**Given data**
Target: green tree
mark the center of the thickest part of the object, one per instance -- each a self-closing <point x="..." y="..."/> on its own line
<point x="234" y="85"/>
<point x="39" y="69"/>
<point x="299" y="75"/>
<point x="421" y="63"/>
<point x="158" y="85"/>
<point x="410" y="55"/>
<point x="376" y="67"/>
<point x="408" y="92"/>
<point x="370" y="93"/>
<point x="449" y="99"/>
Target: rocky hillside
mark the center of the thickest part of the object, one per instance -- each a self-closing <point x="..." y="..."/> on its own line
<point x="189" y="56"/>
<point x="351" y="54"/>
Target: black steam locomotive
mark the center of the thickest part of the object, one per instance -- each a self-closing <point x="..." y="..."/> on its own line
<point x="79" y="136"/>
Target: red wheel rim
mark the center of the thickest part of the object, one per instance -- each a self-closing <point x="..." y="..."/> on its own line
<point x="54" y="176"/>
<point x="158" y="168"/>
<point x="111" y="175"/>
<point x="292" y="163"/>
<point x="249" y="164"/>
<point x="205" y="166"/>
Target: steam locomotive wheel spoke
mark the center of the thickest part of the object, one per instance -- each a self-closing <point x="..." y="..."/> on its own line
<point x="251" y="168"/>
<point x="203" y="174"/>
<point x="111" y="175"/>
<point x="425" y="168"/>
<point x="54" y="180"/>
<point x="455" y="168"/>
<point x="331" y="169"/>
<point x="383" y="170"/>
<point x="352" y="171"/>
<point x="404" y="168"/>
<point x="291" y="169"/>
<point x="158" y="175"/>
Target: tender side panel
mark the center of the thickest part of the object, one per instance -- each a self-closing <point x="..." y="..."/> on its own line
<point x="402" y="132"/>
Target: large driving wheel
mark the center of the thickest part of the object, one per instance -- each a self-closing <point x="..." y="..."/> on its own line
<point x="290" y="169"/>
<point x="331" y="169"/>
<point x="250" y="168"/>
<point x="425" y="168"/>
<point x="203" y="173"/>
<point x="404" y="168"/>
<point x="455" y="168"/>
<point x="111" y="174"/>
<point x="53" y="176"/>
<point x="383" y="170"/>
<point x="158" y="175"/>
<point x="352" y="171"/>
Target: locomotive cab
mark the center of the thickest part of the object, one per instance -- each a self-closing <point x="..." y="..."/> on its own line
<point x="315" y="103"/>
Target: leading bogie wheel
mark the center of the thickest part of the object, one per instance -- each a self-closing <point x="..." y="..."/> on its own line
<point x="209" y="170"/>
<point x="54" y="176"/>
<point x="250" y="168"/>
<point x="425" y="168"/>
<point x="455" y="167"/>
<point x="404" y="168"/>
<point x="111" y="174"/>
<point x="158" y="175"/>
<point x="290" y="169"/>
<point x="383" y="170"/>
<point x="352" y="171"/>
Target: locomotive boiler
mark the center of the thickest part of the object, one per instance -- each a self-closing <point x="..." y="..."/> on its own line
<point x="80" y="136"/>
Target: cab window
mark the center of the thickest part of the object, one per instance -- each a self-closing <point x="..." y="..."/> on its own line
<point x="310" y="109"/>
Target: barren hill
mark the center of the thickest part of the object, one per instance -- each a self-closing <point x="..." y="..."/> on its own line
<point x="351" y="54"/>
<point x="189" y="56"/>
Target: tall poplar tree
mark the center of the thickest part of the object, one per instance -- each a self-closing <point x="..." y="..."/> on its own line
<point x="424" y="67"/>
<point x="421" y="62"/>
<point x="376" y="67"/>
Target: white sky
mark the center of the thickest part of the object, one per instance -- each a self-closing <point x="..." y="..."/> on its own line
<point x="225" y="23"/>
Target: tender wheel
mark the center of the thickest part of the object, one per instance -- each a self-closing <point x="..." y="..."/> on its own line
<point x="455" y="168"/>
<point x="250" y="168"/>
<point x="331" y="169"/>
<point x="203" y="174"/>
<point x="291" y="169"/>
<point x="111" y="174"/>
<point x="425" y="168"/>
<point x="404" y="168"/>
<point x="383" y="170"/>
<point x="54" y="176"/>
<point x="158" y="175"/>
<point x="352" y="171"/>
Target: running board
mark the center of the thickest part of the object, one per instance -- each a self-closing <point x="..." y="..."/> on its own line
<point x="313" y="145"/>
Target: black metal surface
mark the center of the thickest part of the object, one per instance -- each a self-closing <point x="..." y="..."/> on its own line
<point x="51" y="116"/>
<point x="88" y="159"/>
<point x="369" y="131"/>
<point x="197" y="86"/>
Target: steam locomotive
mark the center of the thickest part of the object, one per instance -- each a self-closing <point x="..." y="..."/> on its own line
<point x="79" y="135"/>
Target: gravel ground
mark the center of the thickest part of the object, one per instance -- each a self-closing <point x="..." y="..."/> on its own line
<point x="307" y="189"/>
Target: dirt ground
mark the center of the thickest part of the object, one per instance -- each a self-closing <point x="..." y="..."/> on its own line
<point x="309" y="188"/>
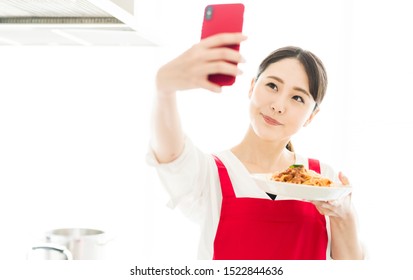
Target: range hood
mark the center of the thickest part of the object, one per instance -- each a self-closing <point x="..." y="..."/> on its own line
<point x="70" y="22"/>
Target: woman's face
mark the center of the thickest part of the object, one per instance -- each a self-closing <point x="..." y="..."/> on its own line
<point x="281" y="102"/>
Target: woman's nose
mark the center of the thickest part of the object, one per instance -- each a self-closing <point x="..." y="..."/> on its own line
<point x="278" y="107"/>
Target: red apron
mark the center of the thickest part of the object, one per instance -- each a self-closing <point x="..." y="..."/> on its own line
<point x="263" y="229"/>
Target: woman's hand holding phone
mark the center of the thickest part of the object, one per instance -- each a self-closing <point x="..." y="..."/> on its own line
<point x="191" y="69"/>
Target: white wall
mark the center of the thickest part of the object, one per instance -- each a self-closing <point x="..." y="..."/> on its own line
<point x="74" y="126"/>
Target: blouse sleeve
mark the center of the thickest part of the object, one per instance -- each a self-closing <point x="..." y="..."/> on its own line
<point x="186" y="178"/>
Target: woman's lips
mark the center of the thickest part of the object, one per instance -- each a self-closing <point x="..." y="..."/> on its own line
<point x="270" y="120"/>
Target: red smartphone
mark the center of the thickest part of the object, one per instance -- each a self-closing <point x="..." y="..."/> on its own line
<point x="223" y="18"/>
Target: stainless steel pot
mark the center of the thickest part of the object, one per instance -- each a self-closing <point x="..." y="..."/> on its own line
<point x="71" y="243"/>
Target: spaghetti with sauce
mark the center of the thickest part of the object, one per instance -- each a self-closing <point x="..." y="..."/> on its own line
<point x="298" y="174"/>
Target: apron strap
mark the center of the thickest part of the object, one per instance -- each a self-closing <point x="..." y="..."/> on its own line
<point x="314" y="164"/>
<point x="226" y="185"/>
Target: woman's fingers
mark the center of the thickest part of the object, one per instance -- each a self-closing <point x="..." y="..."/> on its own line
<point x="344" y="180"/>
<point x="223" y="39"/>
<point x="225" y="54"/>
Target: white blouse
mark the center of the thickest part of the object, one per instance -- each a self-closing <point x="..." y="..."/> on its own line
<point x="193" y="185"/>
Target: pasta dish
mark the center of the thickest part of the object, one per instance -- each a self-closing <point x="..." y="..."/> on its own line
<point x="297" y="174"/>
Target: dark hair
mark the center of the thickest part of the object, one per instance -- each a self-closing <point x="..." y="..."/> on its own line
<point x="317" y="76"/>
<point x="314" y="68"/>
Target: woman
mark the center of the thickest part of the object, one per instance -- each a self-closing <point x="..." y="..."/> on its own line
<point x="239" y="220"/>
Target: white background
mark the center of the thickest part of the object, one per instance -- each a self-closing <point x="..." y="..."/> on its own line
<point x="74" y="124"/>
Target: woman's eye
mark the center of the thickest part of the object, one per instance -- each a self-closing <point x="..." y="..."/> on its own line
<point x="272" y="86"/>
<point x="298" y="98"/>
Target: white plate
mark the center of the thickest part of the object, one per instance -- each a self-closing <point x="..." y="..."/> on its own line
<point x="300" y="191"/>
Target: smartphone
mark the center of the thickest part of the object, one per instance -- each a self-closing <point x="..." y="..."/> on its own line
<point x="223" y="18"/>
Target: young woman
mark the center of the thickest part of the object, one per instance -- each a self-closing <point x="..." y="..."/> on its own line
<point x="239" y="220"/>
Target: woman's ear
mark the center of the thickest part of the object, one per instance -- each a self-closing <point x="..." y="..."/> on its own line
<point x="316" y="110"/>
<point x="251" y="87"/>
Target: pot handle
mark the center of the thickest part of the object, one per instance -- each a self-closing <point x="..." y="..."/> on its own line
<point x="53" y="247"/>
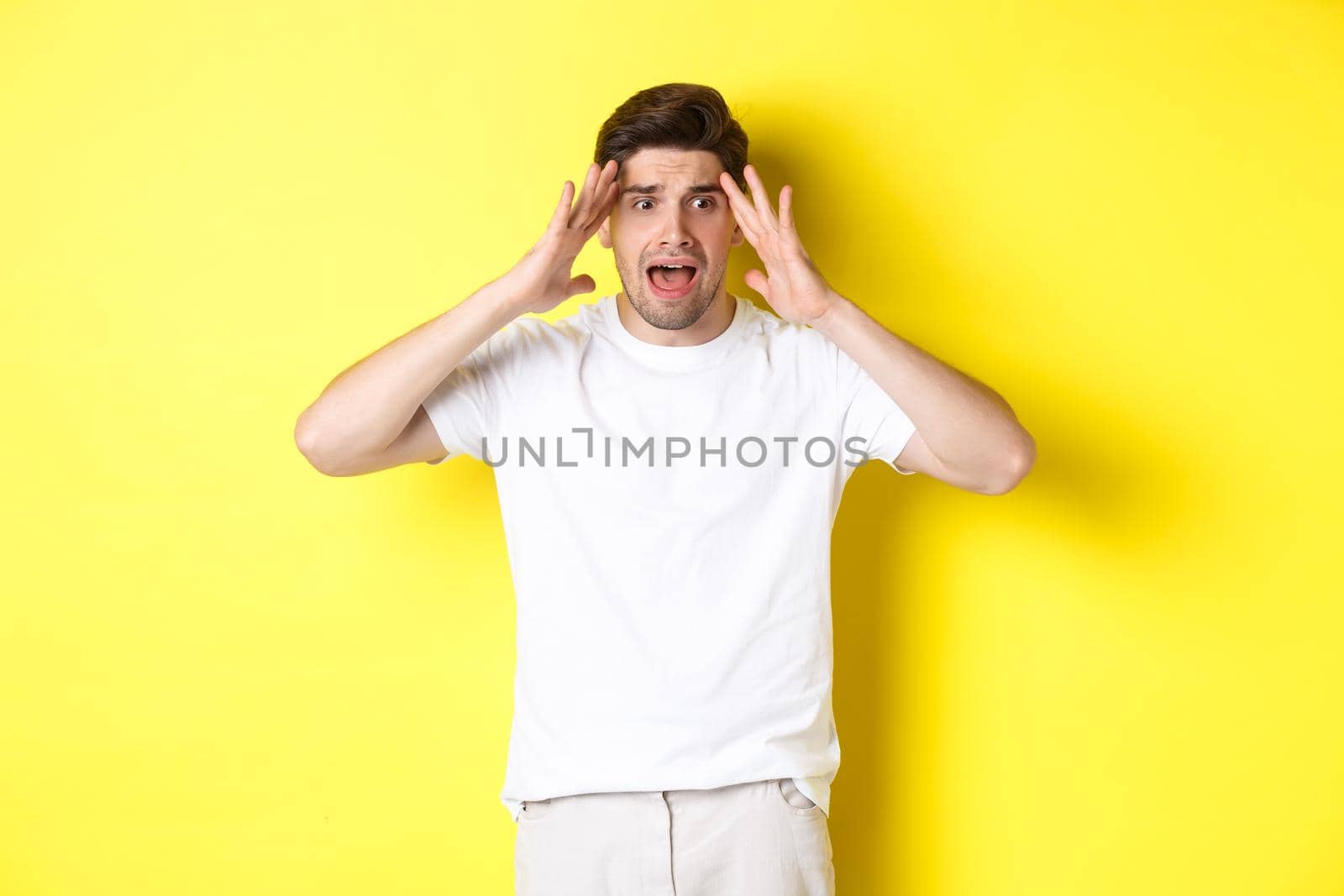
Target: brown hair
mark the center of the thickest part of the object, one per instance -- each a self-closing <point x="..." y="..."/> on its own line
<point x="675" y="116"/>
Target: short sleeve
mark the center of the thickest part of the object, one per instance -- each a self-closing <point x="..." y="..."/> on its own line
<point x="467" y="406"/>
<point x="870" y="414"/>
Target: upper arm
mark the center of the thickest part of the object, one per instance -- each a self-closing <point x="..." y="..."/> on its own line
<point x="417" y="443"/>
<point x="918" y="458"/>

**What is asked**
Write out the lines verbatim, starting with the line containing "Target: woman's ear" and continuing through the last of the lines, both ends included. Leave the pictures out of your answer.

**Answer below**
Target: woman's ear
mark the center of the thickest part of the object, one per instance -- each a self-closing <point x="..." y="..."/> on its own line
<point x="316" y="110"/>
<point x="251" y="87"/>
Target: pot handle
mark the center of the thickest part of the object, one per instance -- each a self-closing <point x="..." y="..."/> on its own line
<point x="53" y="247"/>
Target: brown hair
mark the center of the thickest part of the object, one per instance -- each a self-closing <point x="..." y="..."/> on its own line
<point x="675" y="116"/>
Target: short sleeve
mark the center of the thickest part of the object, one per instance -- each a self-closing <point x="..." y="..."/> on its own line
<point x="467" y="406"/>
<point x="870" y="414"/>
Target: upper arm
mark the center of the thickest part of the object, one per instance -- each a self-closing <point x="..." y="..."/> on its own line
<point x="417" y="443"/>
<point x="918" y="458"/>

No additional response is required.